Directions:
Could you repeat every record below exactly, leaving out the pictures?

Data for analysis:

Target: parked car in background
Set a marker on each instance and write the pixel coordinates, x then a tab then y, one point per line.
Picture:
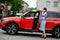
31	22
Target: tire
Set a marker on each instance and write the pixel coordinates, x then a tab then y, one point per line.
56	32
12	28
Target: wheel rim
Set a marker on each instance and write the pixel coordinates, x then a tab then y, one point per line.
57	32
11	29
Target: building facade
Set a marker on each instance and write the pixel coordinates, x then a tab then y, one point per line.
49	4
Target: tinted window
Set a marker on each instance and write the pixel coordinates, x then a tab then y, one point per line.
30	14
51	15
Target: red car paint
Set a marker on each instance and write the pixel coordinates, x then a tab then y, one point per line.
27	22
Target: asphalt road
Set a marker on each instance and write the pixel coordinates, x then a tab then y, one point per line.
25	36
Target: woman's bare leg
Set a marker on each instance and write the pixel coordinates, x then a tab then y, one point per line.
44	34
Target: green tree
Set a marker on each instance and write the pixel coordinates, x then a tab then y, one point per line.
16	4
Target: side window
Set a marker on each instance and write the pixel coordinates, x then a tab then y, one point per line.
30	14
51	15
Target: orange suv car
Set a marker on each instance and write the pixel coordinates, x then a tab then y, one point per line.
31	22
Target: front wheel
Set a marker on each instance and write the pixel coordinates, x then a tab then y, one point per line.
11	28
56	32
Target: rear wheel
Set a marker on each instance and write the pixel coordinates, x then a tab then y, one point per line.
56	32
11	28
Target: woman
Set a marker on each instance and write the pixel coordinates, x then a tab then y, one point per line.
43	22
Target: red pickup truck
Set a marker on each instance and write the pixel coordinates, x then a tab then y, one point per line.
31	22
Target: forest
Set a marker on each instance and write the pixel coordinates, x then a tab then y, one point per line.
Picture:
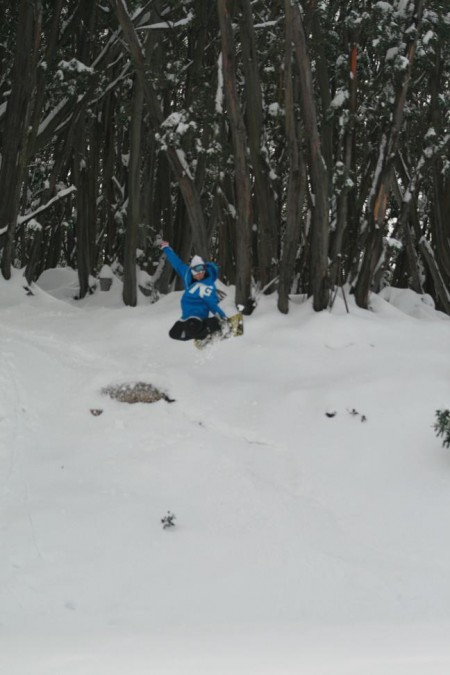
303	145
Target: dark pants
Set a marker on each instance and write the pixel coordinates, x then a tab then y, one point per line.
194	328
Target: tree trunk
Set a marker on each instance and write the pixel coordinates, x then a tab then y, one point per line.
134	199
185	181
266	208
239	140
379	195
318	172
18	115
296	189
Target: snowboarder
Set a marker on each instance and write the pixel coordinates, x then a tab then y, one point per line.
199	300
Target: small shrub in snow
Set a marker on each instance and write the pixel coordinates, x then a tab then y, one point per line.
168	521
141	392
442	426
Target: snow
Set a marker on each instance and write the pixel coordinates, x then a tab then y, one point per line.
304	543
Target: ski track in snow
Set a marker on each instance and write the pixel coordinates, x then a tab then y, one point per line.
284	517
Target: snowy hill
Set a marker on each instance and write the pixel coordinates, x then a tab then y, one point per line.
312	498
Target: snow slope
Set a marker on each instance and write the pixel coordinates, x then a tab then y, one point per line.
312	498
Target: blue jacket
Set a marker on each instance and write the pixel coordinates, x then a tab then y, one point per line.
200	297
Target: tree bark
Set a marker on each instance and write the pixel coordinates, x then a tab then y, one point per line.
239	140
318	171
296	188
185	181
18	115
378	197
264	192
134	198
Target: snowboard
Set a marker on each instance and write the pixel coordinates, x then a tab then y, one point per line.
232	327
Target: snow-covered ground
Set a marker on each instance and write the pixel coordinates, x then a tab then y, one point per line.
311	495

Task response:
Target: parked car in background
Set a marker on each instance and write the pixel coordinates, x then a tab then y, one point per line.
Picture:
31	22
Target: tire
Set a marker on each instance and write the pixel coordinates, x then a tab then y, one point per line.
56	32
12	28
Target: wheel rim
Set a marker on each instance and write the pixel coordinates, x then a tab then y, one point per line.
57	32
11	29
Target: building facade
Set a marker on each instance and write the pixel coordinates, x then a tab then y, one point per line.
49	4
Target: tinted window
Set a marker on each instance and write the pixel coordinates, x then a tab then y, one point per line.
30	14
51	15
Target: red car paint
Set a marker on each instance and write the pixel coordinates, x then a tab then y, one point per line.
27	22
Target: asphalt road
Set a marker on each instance and write the pixel coordinates, x then a tab then y, one point per line.
25	36
Target: woman's bare leg
Set a marker on each instance and write the pixel coordinates, x then a tab then y, one point per line.
44	34
Target: green tree
Set a marker on each instance and write the pixel coordinates, x then a tab then y, one point per line.
16	4
Target: side window
Set a marker on each instance and write the pixel coordinates, x then a tab then y, one point per line.
30	14
51	15
Target: orange suv car
Set a marker on each instance and write the pixel coordinates, x then a tab then y, one point per line.
31	22
Target: front wheel
Set a marker on each instance and write the pixel coordinates, x then a tab then y, one point per line.
11	28
56	32
Target: rear wheel
Set a marker on each instance and write the pixel coordinates, x then a tab then y, one point per line.
56	32
11	28
Target: woman
Set a marker on each instance and write the pixel coordinates, x then a tab then y, one point per line.
43	22
Target: red pickup truck
Set a marker on each instance and write the pixel coordinates, x then a tab then y, one point per line.
31	22
Target: forest
Set a marker on each instance and write the pixel coordinates, x then a tab then y, one point per line.
Picture:
303	145
Target: dark pants
Set a marker on each instance and write the pixel coordinates, x then a tab then y, one point per line.
194	328
Target: tree trunk
Set a marker on each instance and write the pixel coordinates, x then a tab then y, one point per line.
134	199
185	181
266	208
239	140
379	195
318	172
18	115
296	189
Target: snowboarder
Set a marker on each instance and write the pixel coordinates, x then a tab then y, one point per line.
199	300
Target: small shrub in snow
Set a marker on each instance and write the pixel coordinates, x then a tab then y, one point per line.
168	521
141	392
442	426
Target: snow
Set a marker on each instance and write the pixel coordinates, x then a tab then y, one point per line.
304	543
Target: ski track in snow
Set a marker on each instance and write the pixel coordinates, x then a tab then y, one point per line.
284	517
Target: snowy hill
Set a marker on each instance and write the pixel coordinates, x then a tab then y, one point per line.
312	498
Target: snow slope
Set a marker on each instance and write the pixel coordinates, x then a tab then y, one point per line.
312	498
Target: blue jacket
Set a marker on each instance and write the pixel coordinates, x then a tab then y, one point per line.
200	297
Target: tree bark
Set a marker on each instance and write the pixel coordinates, x then a tab then y, one point per line.
239	140
318	171
296	188
185	181
18	115
378	197
264	192
134	198
Target: snowboard
Set a marker on each instance and write the pixel coordinates, x then a tab then y, one point per line.
232	327
Target: snow-covered ground
Set a marker on each instance and write the pixel coordinates, x then a tab then y, one point per line.
311	495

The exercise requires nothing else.